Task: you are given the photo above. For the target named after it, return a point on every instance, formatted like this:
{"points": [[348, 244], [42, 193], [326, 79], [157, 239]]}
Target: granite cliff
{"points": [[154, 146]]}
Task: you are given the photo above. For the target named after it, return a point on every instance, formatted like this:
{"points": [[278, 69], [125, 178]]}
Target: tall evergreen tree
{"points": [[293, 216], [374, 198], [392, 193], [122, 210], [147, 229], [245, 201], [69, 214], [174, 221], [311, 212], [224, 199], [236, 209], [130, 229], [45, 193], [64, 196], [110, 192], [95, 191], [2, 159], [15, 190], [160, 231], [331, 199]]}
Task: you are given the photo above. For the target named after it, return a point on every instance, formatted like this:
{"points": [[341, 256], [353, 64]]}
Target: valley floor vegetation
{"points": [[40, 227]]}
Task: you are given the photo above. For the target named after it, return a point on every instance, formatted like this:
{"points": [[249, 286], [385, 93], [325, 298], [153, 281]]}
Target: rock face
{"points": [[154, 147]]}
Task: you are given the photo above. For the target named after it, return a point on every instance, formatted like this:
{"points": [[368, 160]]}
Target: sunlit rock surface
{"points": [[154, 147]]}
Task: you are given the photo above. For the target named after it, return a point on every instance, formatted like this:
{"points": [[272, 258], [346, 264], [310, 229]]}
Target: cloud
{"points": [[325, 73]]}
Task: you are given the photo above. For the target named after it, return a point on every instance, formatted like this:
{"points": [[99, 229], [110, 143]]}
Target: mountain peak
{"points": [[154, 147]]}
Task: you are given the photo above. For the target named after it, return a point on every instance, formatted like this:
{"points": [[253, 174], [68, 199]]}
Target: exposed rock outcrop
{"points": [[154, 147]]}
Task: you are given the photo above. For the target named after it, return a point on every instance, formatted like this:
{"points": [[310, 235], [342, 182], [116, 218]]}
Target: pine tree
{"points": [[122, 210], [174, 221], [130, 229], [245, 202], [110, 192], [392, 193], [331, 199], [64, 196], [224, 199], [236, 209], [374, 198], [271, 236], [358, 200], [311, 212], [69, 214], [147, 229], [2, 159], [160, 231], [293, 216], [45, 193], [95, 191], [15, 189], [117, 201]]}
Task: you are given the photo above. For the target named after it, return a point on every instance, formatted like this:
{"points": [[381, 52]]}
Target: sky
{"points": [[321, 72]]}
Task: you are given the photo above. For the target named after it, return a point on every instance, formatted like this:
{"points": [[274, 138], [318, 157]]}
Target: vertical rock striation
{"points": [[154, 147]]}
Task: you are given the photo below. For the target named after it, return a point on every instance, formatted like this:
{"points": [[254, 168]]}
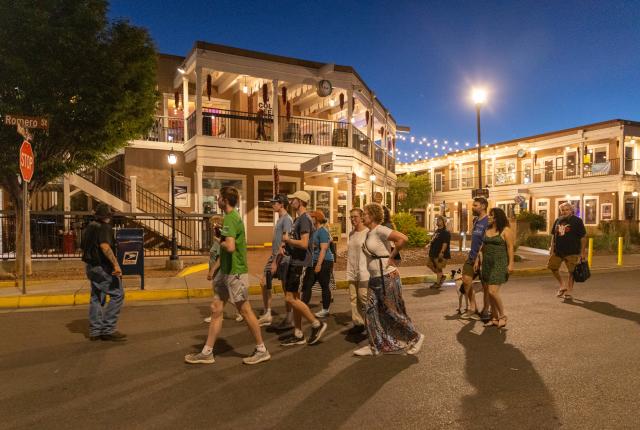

****************

What the task requires ->
Copy all of the data above word for word, leaving out the pictures.

Worked solution ->
Task: you are given the photo above. For the target named after it, return a point on every instance, formatted like this:
{"points": [[348, 244], [42, 193], [326, 79], [157, 239]]}
Target: granite cliff
{"points": [[154, 146]]}
Task: you are given the photo above. For the target named after it, return a point on every instance, formatted like this:
{"points": [[278, 69], [125, 178]]}
Target: tall evergreen tree
{"points": [[293, 216], [374, 198], [392, 193], [122, 210], [147, 229], [245, 201], [69, 214], [174, 221], [311, 212], [224, 199], [236, 209], [130, 229], [45, 193], [64, 196], [110, 192], [95, 191], [2, 159], [15, 190], [160, 231], [331, 199]]}
Task: you are given the photo above. For the target named after it, return a point on every instance, formatted like this:
{"points": [[341, 256], [353, 64]]}
Target: valley floor vegetation
{"points": [[40, 227]]}
Task: you are given the photo above. For the target named after it, return a point on every instance, formatted like this:
{"points": [[249, 286], [385, 93], [325, 298], [153, 281]]}
Target: rock face
{"points": [[154, 147]]}
Task: you are given the photo above. For the target named after it, return a point on every instance, formatted like this:
{"points": [[368, 160]]}
Target: sunlit rock surface
{"points": [[154, 147]]}
Task: you are given the photo above. For the target named after it, return a point on every instance, formatted like this:
{"points": [[272, 258], [346, 264], [310, 229]]}
Target: cloud
{"points": [[325, 73]]}
Task: you are given the photo above. For the target named after it, return a point on every instance, formatted like this:
{"points": [[99, 229], [110, 143]]}
Target: mountain peak
{"points": [[154, 147]]}
Task: you are given the photo above. For the target named after it, return a point on every instance, formatted like this:
{"points": [[253, 174], [68, 199]]}
Target: exposed rock outcrop
{"points": [[154, 147]]}
Task: you are given the photo above. For the target named after it, return a point on every instance, formatted like this:
{"points": [[310, 235], [342, 182], [116, 218]]}
Target: pine tree
{"points": [[122, 210], [174, 221], [130, 229], [245, 202], [110, 192], [392, 193], [331, 199], [64, 196], [224, 199], [236, 209], [374, 198], [271, 236], [358, 200], [311, 212], [69, 214], [147, 229], [2, 159], [160, 231], [293, 216], [45, 193], [95, 191], [15, 189], [117, 201]]}
Task: you are given the photo above. For the target named after it, return a point on every instance, formatted like this:
{"points": [[381, 52]]}
Target: sky
{"points": [[321, 72]]}
Task: you are given the photo above. For the target named after it, return a point on every instance, formatted like this:
{"points": [[274, 138], [318, 157]]}
Target: vertical rock striation
{"points": [[154, 147]]}
Task: you are given the photo below. For the target named after it, return a point on every instance, formatted like this:
{"points": [[254, 168]]}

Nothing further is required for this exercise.